(Dataset rows on where objects appear)
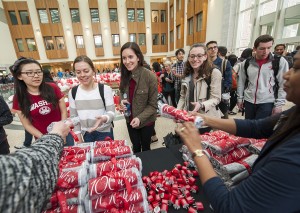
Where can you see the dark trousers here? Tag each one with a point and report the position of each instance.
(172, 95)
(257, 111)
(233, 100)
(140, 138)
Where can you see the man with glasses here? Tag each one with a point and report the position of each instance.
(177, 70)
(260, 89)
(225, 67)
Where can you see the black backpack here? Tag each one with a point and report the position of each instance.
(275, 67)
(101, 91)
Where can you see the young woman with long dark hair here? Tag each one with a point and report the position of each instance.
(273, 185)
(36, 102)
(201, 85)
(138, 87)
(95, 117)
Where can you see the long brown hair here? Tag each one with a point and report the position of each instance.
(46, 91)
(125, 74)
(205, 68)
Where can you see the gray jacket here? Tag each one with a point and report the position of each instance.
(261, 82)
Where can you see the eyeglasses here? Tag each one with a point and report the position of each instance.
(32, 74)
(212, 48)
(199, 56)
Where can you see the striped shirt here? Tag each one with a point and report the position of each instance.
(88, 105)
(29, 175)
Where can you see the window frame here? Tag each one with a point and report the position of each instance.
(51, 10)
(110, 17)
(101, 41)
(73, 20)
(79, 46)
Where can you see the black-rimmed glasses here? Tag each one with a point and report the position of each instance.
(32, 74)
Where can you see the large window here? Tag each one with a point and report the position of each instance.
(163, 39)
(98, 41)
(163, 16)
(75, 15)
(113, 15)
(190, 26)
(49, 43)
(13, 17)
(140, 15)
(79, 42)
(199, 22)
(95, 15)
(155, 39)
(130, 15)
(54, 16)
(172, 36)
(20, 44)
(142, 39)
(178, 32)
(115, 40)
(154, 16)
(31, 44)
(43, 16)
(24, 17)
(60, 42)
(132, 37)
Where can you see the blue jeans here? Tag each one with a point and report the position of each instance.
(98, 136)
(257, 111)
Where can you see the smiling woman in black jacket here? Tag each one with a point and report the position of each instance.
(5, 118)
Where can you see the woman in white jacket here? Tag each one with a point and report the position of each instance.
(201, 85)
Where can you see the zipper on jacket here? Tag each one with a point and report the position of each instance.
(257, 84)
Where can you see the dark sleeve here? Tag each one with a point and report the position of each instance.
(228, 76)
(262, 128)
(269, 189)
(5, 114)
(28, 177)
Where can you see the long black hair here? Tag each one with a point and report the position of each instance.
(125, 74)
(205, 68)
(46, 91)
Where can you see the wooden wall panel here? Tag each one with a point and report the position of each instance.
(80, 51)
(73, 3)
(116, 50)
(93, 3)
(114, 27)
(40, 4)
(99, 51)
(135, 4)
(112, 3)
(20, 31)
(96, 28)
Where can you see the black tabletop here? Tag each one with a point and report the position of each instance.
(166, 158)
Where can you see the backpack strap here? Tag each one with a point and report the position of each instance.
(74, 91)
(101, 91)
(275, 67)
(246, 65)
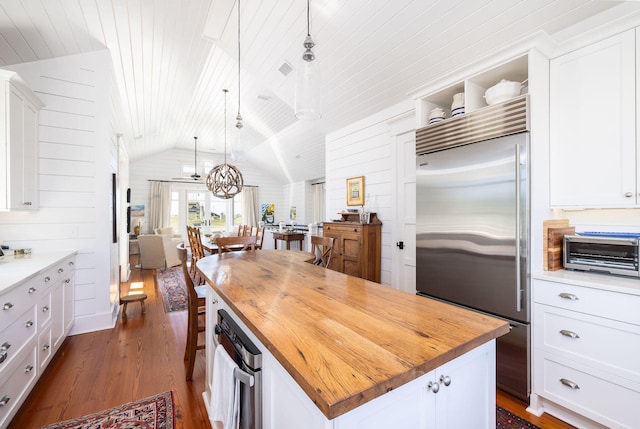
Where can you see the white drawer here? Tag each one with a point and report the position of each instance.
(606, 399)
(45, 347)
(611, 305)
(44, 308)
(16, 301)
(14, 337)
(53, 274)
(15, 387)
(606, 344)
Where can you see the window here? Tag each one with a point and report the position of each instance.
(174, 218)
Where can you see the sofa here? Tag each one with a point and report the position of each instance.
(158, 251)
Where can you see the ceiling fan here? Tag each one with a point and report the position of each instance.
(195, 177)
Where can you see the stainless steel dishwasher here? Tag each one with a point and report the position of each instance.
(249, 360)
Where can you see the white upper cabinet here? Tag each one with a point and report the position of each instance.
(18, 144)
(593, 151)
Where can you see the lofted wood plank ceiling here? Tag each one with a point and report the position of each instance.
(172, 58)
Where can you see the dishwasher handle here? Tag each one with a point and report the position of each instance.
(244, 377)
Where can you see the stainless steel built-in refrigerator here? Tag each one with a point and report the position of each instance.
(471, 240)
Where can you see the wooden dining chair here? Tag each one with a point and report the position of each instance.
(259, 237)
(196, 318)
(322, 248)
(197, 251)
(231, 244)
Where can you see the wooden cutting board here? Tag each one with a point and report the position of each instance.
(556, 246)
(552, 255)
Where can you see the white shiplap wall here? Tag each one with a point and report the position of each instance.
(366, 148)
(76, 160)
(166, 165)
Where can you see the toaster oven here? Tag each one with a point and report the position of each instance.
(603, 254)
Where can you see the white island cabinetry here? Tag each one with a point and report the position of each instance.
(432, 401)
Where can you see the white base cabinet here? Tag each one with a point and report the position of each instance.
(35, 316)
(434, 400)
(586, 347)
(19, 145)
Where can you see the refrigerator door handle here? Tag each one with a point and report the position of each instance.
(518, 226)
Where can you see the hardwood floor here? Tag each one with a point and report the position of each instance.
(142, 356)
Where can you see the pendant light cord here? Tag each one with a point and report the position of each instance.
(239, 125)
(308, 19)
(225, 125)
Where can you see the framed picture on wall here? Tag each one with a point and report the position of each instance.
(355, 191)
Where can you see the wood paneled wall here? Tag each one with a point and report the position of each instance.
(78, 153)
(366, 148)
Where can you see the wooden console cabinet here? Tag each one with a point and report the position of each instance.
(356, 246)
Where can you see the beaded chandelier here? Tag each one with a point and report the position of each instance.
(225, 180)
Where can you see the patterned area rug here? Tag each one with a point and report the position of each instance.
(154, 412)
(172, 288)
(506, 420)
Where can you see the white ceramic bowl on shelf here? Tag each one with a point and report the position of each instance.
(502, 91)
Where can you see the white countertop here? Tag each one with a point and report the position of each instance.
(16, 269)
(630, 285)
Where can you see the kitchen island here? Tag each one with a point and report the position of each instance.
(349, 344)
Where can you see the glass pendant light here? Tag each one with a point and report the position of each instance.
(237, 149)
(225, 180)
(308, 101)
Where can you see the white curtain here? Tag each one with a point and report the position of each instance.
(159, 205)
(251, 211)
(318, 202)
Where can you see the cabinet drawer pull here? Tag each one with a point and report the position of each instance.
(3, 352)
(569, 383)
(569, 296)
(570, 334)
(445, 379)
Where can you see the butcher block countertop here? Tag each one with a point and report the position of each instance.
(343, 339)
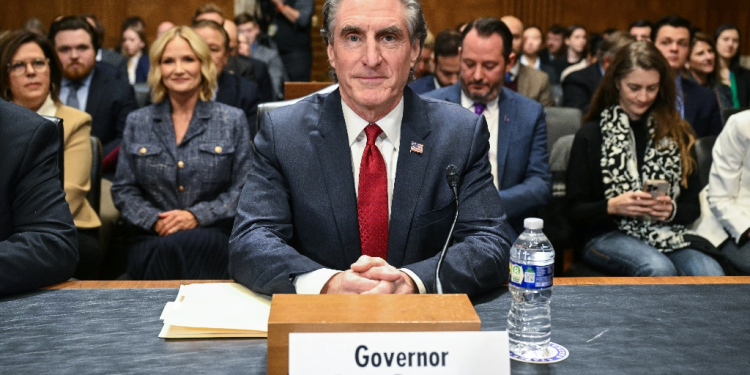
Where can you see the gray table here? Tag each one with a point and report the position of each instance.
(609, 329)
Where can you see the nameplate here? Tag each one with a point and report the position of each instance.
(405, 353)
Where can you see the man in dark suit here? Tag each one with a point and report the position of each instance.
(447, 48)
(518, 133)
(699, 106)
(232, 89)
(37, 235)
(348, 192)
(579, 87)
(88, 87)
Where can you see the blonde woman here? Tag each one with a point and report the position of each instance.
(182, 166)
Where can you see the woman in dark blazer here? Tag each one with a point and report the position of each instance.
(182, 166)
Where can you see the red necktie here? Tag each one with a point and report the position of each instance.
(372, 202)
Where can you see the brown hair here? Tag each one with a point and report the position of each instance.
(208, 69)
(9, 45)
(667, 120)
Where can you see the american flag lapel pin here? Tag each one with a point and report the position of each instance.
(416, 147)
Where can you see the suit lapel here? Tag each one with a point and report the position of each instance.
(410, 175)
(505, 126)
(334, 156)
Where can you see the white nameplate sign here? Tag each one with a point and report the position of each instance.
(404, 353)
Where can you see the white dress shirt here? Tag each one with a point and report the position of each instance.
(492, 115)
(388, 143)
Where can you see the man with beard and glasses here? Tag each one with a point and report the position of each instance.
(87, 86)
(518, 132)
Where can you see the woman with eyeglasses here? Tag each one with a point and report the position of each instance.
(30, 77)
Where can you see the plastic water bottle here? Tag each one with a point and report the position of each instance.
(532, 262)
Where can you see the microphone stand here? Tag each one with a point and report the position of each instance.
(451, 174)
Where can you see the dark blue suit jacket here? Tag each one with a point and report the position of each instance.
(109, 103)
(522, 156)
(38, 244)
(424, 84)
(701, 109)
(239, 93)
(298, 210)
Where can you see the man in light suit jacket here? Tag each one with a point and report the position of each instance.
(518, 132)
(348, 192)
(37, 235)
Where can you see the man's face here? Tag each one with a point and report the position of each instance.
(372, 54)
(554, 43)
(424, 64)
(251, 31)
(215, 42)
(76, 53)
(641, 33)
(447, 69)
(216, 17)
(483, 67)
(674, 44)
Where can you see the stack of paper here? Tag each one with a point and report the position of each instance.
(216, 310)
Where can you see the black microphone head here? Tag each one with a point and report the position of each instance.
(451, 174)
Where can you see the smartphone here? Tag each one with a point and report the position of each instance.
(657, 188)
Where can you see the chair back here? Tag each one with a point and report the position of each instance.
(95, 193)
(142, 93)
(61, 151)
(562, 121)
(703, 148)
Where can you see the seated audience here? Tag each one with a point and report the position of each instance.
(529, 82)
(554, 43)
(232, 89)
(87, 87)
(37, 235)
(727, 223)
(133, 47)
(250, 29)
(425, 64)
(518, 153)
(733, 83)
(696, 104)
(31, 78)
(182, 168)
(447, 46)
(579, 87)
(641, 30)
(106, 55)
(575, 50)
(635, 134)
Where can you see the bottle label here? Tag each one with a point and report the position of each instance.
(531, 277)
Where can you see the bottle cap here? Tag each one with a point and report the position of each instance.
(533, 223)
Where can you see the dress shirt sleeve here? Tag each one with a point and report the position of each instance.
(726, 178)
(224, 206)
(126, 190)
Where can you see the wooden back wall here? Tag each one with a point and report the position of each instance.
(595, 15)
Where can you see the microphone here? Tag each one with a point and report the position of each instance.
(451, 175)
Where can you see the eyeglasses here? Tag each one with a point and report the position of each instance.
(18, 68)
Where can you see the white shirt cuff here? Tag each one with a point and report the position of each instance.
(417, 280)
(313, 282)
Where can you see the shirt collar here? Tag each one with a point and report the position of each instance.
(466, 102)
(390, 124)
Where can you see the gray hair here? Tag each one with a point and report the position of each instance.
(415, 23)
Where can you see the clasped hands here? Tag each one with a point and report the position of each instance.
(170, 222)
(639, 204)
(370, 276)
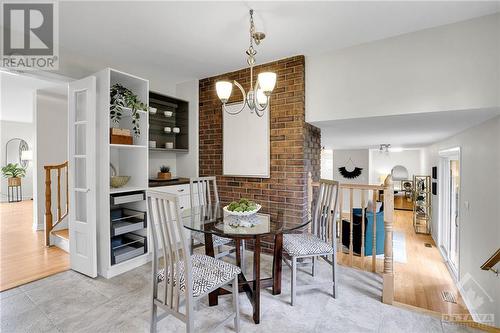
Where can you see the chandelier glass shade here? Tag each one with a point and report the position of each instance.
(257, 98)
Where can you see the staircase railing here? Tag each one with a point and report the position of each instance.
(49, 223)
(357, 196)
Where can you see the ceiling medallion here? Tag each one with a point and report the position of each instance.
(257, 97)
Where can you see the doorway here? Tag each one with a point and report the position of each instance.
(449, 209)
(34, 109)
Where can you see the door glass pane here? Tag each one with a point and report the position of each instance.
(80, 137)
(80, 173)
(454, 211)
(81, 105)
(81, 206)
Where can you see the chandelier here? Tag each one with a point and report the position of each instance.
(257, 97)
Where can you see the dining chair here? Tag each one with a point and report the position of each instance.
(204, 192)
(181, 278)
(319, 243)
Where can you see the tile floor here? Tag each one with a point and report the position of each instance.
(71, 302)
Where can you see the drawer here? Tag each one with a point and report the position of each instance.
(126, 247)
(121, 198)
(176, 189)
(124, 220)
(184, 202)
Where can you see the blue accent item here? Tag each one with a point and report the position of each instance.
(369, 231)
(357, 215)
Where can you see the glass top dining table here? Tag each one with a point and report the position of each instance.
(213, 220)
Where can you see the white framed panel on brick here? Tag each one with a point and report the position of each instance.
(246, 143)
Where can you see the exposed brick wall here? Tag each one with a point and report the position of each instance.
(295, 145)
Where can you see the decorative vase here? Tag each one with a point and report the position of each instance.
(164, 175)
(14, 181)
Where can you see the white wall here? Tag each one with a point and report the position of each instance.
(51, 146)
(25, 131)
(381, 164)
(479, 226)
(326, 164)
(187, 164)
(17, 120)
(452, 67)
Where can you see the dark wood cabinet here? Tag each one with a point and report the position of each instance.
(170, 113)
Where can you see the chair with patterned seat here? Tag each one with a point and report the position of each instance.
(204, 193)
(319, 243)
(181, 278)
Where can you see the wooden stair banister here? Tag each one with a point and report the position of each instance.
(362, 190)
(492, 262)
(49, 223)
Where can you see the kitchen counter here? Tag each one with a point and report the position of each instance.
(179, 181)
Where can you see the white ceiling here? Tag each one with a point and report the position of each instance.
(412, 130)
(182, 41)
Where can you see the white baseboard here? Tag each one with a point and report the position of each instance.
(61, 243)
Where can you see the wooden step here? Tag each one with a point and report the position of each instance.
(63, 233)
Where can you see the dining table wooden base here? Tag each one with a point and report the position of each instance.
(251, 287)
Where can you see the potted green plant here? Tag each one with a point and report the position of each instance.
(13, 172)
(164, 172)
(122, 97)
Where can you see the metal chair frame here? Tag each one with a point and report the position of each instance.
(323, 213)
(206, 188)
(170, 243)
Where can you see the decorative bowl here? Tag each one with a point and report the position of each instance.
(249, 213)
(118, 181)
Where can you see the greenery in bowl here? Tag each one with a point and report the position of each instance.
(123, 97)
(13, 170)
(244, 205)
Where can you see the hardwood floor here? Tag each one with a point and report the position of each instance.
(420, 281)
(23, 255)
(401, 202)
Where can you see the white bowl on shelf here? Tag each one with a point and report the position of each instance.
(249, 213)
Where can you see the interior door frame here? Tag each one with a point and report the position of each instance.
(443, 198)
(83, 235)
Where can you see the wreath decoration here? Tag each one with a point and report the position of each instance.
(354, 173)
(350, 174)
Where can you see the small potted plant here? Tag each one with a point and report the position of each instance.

**Work to complete**: Please output as a Markdown table, with columns named Row and Data line, the lines starting with the line that contains "Where can you see the greenery" and going on through the last line of the data, numbering each row and leaving out blank lines.

**Solution for this problem**:
| Row | Data line |
|---|---|
| 1 | Where can you see the greenery in bowl here? Tag each one with a point and report the position of each instance. |
| 2 | (123, 97) |
| 3 | (13, 170) |
| 4 | (244, 205) |
| 5 | Where can you see the hardwood floor here? Tag each one with a point and report the position of each instance. |
| 6 | (420, 281) |
| 7 | (23, 255) |
| 8 | (401, 202) |
| 9 | Where can you see the white bowl on shelf here? Tag each one with a point and report the position of each instance. |
| 10 | (249, 213) |
| 11 | Where can you see the interior door frame here? Tag each one with a point and report the position of each instance. |
| 12 | (443, 198) |
| 13 | (83, 235) |
| 14 | Where can you see the wreath decoration here? Tag each one with a point and report the position of each instance. |
| 15 | (354, 173) |
| 16 | (350, 174) |
| 17 | Where can you see the small potted plant here? Tag each one with a point and report the position of each instance. |